Problem: Which lines run from the one containing "the beige stone" to the end of the entries? Quote them exactly, and nothing else.

Records shown:

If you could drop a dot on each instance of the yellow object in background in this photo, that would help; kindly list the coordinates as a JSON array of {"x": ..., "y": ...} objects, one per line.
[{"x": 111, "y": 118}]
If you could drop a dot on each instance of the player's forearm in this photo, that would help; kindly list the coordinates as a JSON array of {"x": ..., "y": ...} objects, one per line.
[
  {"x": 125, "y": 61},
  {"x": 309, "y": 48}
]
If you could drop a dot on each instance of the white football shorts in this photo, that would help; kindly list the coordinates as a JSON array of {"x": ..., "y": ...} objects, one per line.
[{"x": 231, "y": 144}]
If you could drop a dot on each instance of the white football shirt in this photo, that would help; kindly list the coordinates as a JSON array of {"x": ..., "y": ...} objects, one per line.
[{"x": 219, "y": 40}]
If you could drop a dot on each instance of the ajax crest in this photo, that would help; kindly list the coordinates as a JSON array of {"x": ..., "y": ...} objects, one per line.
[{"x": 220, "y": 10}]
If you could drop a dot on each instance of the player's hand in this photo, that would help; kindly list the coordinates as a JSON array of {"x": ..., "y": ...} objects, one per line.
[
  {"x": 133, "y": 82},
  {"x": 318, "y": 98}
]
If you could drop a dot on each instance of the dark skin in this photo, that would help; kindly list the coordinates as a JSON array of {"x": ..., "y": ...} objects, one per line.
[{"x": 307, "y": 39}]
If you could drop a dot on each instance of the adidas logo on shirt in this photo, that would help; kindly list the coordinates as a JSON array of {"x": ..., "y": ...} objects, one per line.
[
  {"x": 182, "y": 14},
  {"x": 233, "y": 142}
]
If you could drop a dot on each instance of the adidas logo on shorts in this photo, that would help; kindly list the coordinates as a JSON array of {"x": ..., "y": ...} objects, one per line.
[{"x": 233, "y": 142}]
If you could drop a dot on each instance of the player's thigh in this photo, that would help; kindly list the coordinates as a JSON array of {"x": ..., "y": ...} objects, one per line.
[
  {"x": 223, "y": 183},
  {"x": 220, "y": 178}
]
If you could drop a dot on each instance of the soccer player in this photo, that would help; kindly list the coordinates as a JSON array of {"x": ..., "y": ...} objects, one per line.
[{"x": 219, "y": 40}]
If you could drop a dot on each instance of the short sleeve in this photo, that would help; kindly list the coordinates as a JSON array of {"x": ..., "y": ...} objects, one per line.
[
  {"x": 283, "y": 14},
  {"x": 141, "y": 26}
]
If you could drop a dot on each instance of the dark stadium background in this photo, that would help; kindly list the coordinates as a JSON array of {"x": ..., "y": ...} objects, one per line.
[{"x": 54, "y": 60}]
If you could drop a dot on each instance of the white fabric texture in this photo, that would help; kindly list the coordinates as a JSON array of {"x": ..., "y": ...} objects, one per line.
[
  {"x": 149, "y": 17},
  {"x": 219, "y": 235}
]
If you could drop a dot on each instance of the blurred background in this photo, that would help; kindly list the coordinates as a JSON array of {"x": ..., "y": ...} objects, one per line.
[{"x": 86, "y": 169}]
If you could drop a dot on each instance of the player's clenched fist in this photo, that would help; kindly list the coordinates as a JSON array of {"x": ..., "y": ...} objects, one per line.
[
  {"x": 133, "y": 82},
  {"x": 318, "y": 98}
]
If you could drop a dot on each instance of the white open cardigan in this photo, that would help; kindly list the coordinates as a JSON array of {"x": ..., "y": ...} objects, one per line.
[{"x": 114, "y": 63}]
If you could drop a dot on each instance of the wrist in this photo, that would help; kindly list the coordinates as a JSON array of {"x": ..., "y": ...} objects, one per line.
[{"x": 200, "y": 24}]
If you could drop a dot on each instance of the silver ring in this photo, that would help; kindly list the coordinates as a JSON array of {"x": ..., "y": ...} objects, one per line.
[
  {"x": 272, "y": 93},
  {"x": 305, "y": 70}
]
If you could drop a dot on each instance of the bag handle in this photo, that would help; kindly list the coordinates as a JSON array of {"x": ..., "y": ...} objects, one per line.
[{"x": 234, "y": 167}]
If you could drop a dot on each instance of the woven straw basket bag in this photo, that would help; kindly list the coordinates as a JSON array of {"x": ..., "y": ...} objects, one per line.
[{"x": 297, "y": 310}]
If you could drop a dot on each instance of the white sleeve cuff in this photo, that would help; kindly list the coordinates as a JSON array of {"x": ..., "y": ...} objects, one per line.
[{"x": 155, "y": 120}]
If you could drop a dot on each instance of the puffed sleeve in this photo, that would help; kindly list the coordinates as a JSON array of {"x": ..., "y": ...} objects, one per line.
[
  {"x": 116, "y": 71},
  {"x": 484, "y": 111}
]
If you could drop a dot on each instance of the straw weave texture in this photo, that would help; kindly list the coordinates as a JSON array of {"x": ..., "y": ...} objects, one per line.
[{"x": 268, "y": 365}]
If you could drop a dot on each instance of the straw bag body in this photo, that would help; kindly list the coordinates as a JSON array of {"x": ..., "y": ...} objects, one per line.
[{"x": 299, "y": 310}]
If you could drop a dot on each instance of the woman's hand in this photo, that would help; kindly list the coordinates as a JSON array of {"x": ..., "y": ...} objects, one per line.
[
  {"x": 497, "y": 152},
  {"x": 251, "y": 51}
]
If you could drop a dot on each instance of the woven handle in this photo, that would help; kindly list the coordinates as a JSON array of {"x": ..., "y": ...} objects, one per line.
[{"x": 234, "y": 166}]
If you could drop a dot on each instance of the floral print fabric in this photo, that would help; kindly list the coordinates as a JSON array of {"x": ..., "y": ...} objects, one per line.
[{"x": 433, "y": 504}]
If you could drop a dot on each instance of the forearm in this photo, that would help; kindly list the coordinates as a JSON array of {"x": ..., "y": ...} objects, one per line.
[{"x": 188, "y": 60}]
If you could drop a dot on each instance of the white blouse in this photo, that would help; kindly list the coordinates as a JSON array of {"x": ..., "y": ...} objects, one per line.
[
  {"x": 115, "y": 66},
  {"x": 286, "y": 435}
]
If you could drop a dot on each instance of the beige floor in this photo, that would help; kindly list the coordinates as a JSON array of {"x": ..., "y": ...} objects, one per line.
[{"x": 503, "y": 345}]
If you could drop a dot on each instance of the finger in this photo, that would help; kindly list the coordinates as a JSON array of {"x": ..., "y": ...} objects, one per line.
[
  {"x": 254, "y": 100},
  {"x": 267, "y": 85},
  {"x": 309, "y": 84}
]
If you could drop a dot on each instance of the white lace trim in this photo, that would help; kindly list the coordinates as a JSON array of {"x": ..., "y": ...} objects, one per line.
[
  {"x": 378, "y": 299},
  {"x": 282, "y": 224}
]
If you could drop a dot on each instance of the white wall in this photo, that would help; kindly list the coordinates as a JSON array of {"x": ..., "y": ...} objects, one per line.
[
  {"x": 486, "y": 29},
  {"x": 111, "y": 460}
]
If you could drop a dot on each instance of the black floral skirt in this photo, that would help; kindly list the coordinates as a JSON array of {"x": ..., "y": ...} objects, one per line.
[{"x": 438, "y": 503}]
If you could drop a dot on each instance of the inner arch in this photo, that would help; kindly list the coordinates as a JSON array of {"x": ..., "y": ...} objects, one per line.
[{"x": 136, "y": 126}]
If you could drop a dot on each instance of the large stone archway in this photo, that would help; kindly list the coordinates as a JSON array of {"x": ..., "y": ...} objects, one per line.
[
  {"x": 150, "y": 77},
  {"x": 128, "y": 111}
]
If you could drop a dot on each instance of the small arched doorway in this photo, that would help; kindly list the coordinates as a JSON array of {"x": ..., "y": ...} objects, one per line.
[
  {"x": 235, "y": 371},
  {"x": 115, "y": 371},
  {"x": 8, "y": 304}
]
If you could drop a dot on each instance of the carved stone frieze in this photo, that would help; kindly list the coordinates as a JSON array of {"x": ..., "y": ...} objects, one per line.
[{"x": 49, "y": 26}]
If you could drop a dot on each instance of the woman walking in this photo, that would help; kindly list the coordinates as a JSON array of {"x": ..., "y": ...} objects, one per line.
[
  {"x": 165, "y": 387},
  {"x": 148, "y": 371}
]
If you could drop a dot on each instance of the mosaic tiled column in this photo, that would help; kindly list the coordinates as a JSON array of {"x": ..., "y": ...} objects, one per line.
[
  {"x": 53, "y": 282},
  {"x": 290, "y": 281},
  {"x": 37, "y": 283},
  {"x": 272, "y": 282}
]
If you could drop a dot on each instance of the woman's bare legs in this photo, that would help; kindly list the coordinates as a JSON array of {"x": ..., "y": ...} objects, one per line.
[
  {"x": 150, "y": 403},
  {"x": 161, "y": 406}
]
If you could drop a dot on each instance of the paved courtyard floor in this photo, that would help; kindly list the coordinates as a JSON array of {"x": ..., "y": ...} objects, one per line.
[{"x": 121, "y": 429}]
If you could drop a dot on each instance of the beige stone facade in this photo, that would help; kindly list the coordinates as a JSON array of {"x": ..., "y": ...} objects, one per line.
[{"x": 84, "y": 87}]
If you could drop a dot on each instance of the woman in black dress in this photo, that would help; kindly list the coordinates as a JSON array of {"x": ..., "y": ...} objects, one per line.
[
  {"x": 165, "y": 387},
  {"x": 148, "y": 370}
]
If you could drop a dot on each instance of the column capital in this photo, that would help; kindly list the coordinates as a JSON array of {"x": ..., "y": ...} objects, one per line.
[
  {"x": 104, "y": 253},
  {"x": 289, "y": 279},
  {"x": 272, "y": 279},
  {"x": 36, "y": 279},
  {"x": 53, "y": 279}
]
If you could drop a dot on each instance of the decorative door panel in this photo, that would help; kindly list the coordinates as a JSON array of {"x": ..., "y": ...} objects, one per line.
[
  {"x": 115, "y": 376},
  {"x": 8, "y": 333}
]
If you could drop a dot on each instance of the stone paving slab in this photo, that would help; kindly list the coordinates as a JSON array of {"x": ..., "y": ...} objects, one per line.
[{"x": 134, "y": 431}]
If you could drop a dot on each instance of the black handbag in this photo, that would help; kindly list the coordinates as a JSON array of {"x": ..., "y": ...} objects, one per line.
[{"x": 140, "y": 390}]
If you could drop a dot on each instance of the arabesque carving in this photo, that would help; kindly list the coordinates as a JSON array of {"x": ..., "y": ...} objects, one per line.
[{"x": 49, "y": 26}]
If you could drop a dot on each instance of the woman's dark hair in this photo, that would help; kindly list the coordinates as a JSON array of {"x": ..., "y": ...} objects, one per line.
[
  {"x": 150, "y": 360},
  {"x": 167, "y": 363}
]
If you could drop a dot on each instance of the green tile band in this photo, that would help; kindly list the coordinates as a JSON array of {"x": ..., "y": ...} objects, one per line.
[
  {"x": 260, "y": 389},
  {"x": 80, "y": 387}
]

Correct output:
If you could drop a dot on each instance of the beige stone facade in this photo, that would help; kindly list the coordinates as a JSON array of {"x": ..., "y": ...} objects, one per line.
[{"x": 84, "y": 87}]
If you could drop a dot on each instance of the woman in black dress in this photo, that would help; kindly list the coordinates as a JSON array of {"x": ..., "y": ...} objects, one per line.
[
  {"x": 165, "y": 387},
  {"x": 148, "y": 370}
]
If you could drop a dot on each instance of the column capital in this photo, that would help; kindly list the coordinates as a JSON array of {"x": ..., "y": ...} objects, one per line.
[
  {"x": 104, "y": 253},
  {"x": 289, "y": 279},
  {"x": 272, "y": 279},
  {"x": 36, "y": 279},
  {"x": 53, "y": 279}
]
If you could drop a dot on each instance of the decorative door panel in this photo, that would help; kindly list the coordinates as a JSON array of {"x": ..., "y": ...} objects, one per line.
[
  {"x": 115, "y": 376},
  {"x": 8, "y": 333}
]
If you could drop a dot on each instance of the stone paving slab in this photo, that would help; kindly list the coordinates as a JSON array of {"x": ..., "y": ...} objects, one per line.
[{"x": 134, "y": 431}]
If you could drop a dot on each instance of the black handbag in this photo, that would help; kindly list the coordinates as a JSON array of {"x": ..., "y": ...} objects, one per line.
[{"x": 140, "y": 390}]
If you could drop a dot on each instance of the arabesque carving in this photo, that would help; kindly list the coordinates as a JSON array of {"x": ..., "y": ...} objects, one per line.
[{"x": 49, "y": 26}]
If you could drop a dot on each instance of the woman's dark hair in this photo, that would help; kindly list the coordinates as a JSON array of {"x": ..., "y": ...} objects, one per line.
[
  {"x": 150, "y": 360},
  {"x": 167, "y": 363}
]
If you could drop a dot on each instance of the green tile band in this photo, that would help; kindly list the coordinates as a JSON array of {"x": ..., "y": ...} objects, one per line.
[
  {"x": 260, "y": 389},
  {"x": 80, "y": 387}
]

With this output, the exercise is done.